EXERCISE AIM:
Could you output each line of the data that follows exactly?

ENTRIES SHOWN:
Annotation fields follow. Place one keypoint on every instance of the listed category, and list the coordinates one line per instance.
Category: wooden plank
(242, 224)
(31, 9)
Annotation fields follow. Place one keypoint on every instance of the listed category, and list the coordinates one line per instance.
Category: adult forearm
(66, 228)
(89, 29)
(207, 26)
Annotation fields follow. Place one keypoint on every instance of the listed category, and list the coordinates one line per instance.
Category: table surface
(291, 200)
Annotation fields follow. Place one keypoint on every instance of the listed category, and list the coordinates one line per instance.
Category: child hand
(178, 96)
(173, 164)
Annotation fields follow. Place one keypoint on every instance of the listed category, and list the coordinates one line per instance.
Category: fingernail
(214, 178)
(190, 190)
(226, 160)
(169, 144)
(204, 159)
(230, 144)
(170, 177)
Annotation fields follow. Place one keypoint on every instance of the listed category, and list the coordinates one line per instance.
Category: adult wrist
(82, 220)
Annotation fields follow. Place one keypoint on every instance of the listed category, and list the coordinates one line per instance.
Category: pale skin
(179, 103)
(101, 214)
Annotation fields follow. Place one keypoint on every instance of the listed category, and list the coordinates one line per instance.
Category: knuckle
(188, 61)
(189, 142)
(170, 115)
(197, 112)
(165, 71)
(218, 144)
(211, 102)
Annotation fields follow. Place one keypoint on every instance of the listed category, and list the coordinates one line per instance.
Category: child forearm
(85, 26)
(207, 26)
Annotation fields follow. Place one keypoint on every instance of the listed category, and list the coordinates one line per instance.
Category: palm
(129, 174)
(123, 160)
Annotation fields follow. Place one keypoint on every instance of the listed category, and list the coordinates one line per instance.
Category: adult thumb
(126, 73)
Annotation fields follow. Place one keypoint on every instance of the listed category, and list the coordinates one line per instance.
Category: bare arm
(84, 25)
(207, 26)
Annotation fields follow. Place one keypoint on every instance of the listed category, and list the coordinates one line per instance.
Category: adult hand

RIGHT ANSWER:
Annotation fields follow. Place one keypoint on every instance of the listed category, and list the coordinates one line per instance.
Category: wooden plank
(242, 224)
(31, 9)
Annotation fields follow. Place one keypoint on every instance of the listed category, and list the coordinates one line per instance.
Category: adult forearm
(66, 228)
(89, 29)
(207, 26)
Annotation fields follow. Place one keypoint on every instance of the listed category, and list the coordinates one line per instance.
Category: table surface
(291, 200)
Annotation fields follow. Place one keypoint on every instance of the listed category, and list the coordinates one line per instance.
Category: child hand
(178, 96)
(173, 164)
Annotation fields follow. Place one keypoint on every instance of the listed category, and list the coordinates one line per instance.
Category: fingernail
(214, 178)
(190, 190)
(226, 160)
(169, 144)
(204, 159)
(230, 144)
(170, 177)
Annotation fields follow. Place one keypoint on every instance of the listed category, and list the coordinates one line per instance.
Category: adult wrist
(82, 220)
Annotation fields follow. Place one keypoint on every instance of the listed category, and list the coordinates one line per instance.
Category: pale skin
(179, 103)
(101, 214)
Annotation fields follow. Place one keypoint on every instance of the listed category, and list the coordinates one line per instance.
Category: knuckle
(188, 61)
(189, 142)
(170, 115)
(197, 112)
(165, 71)
(218, 144)
(211, 102)
Annotation fields follow. Place one keypoint on every instance of the listed category, and list the coordinates one line per instance.
Category: child forearm
(85, 26)
(207, 26)
Annotation fields follow. Place one keypoint on every instance of the listed category, and list the coordinates one line per instance.
Category: palm
(129, 174)
(123, 160)
Annotation fields follow. Place one keypoint on every instance of the listed category, and list the coordinates one line per instance.
Category: adult thumb
(126, 73)
Annotation fields follow. Place one keypoint on every instance of the listed category, and list the coordinates one line per instance.
Category: bare arm
(84, 25)
(207, 26)
Annotation fields follow. Place one keypoint on every instance of the listed category, and list the coordinates one line per instance.
Category: adult hand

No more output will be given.